━━━━━ Extrait de page

Etude Pirls: Comment faire en sorte que les enfants comprennent mieux ce qu'ils lisent?
EDUCATION•Selon l'étude Pirls dévoilée ce mardi, les écoliers français scolarisés en CM1 se classent en 34e position sur 50 en compréhension de la lecture...Delphine Bancaud
L'essentiel
- Les élèves ont du mal à repérer les informations les plus importantes d’un texte et à les relier pour en comprendre le sens.
- Il paraît urgent d’améliorer la formation des enseignants dans l’enseignement de la lecture.
- Certaines pratiques pédagogiques en classe ont prouvé leur efficacité pour aider les élèves à mieux comprendre ce qu’ils lisent. Elles seront développées.
«Des résultats préoccupants ». C’est ainsi que le ministre de l’Education, Jean-Michel Blanquer, a qualifié ce mardi les scores obtenus par les élèves français en lecture après la publication de l’étude Pirls (Progress in International Reading Literacy Study), réalisée en 2016 dans 50 pays. Celle-ci classe les écoliers français, scolarisés en CM1, 34e sur 50 en compréhension en lecture, avec 511 points. La France est très loin derrière le peloton de tête emmené par la Russie, Singapour et Hong-Kong. L’étude Pisa en 2016, avait elle aussi souligné que 19 % des élèves de 15 ans étaient en grande difficulté de compréhension de l’écrit.

━━━━━━━━━━
━━━━━ Entrées affichées

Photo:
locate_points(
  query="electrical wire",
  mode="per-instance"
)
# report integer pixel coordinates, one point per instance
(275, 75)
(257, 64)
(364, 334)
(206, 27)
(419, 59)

━━━━━━━━━━

• Consigne:
Recopiez tel quel le passage de l'article sur l'étude Pirls qui va de « - Il paraît » jusqu'à « Elles seront développées. » inclus.

• Réponse attendue:
- Il paraît urgent d’améliorer la formation des enseignants dans l’enseignement de la lecture.
- Certaines pratiques pédagogiques en classe ont prouvé leur efficacité pour aider les élèves à mieux comprendre ce qu’ils lisent. Elles seront développées.